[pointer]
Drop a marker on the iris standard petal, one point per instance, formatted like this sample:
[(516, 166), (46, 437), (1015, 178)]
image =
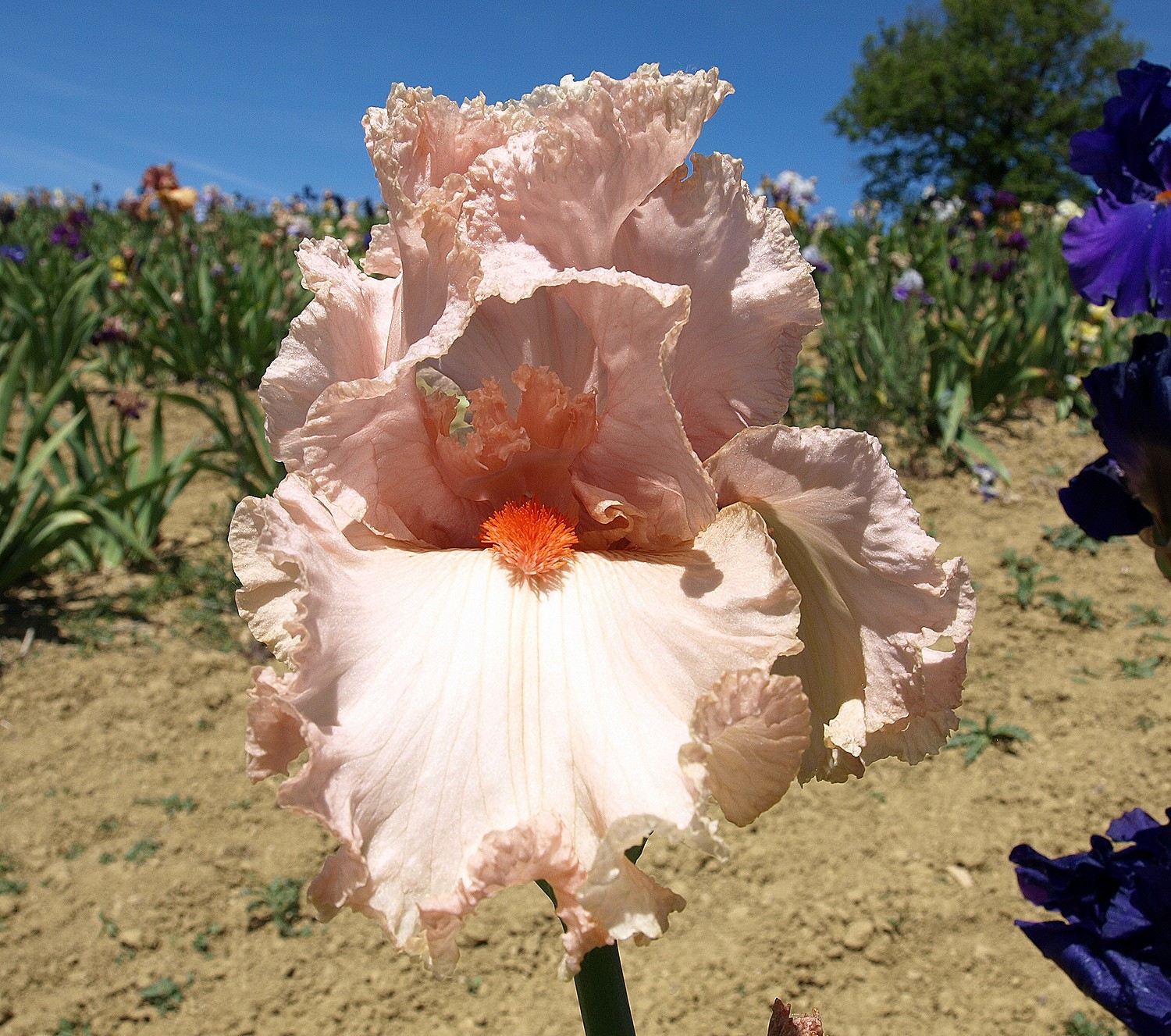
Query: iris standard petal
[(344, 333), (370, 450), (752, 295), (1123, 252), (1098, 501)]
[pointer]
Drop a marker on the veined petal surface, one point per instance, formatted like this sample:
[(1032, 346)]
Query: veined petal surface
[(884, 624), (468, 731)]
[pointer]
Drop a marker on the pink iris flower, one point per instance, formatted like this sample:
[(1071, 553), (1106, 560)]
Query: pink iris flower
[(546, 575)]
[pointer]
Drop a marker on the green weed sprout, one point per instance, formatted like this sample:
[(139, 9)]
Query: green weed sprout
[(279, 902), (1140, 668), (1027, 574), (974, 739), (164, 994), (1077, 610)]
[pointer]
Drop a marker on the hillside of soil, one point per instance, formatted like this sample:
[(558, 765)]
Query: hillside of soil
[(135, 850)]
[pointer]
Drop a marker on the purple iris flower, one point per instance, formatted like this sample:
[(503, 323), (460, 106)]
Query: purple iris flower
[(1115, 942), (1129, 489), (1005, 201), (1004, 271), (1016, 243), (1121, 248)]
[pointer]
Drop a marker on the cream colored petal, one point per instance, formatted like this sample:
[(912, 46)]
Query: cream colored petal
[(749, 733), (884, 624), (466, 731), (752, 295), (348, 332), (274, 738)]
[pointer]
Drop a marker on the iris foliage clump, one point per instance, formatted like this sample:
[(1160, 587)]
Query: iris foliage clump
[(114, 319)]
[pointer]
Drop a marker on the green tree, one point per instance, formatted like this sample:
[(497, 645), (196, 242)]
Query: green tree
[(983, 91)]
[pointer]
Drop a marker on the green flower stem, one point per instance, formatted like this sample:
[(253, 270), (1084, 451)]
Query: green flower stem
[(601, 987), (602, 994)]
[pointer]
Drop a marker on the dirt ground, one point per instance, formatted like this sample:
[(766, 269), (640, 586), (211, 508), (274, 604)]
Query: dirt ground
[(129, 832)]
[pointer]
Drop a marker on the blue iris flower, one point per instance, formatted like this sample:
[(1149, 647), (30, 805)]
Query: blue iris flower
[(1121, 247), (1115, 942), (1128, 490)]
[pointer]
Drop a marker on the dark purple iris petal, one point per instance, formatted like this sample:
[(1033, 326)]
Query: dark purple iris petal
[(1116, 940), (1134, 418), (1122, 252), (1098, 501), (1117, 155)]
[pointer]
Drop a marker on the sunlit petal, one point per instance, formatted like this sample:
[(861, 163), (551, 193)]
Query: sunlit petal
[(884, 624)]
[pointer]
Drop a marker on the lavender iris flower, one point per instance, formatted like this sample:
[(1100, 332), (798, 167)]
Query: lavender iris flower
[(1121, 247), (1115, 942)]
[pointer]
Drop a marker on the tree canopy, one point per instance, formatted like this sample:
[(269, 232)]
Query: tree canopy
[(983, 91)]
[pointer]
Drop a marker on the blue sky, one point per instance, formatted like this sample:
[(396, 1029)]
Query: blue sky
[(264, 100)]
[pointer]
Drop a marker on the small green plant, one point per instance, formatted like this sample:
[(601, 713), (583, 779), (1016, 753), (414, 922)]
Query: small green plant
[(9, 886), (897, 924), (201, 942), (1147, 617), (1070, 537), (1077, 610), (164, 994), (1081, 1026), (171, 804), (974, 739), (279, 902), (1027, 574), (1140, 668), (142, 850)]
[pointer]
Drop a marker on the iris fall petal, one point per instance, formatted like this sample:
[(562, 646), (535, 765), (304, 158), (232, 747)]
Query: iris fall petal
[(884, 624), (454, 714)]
•••••
## The task
Copy out the lines of the entries word for word, beginning at the first line and stopping after the line that contains "243), (1121, 248)]". Leave the pictures out of your copy.

## Task response
[pointer]
Drop a marker on the iris standard petal, one point per instance, formatted like this sample:
[(516, 166), (46, 437), (1015, 178)]
image =
Query: iris standard petal
[(344, 333), (370, 450), (752, 295), (1123, 252), (1098, 501)]
[pointer]
Drop a marker on the veined petal surface, one point per instance, formatted like this sample:
[(1032, 346)]
Query: veined petal surface
[(884, 624), (468, 731)]
[pointer]
Drop a marker on the pink iris flower, one point per instance, formatted like this sample:
[(1071, 553), (1106, 560)]
Query: pink iris flower
[(546, 575)]
[pointer]
Drop a marker on the green weed sprout, one point per instance, formatted like this sample:
[(139, 9)]
Query: green weed sprout
[(279, 902), (1140, 668), (1027, 574), (974, 739), (164, 994), (1077, 610)]
[pointer]
Drop a marker on the hillside of soil, one point per instance, formatted like this sample:
[(558, 765)]
Query: hillside of soil
[(135, 850)]
[pointer]
Drop a marker on the purple iris flower, one point per instance, formatted like this sample:
[(503, 323), (460, 106)]
Query: purple iris flower
[(1115, 942), (1129, 489), (1005, 201), (1004, 271), (1016, 243), (1121, 248)]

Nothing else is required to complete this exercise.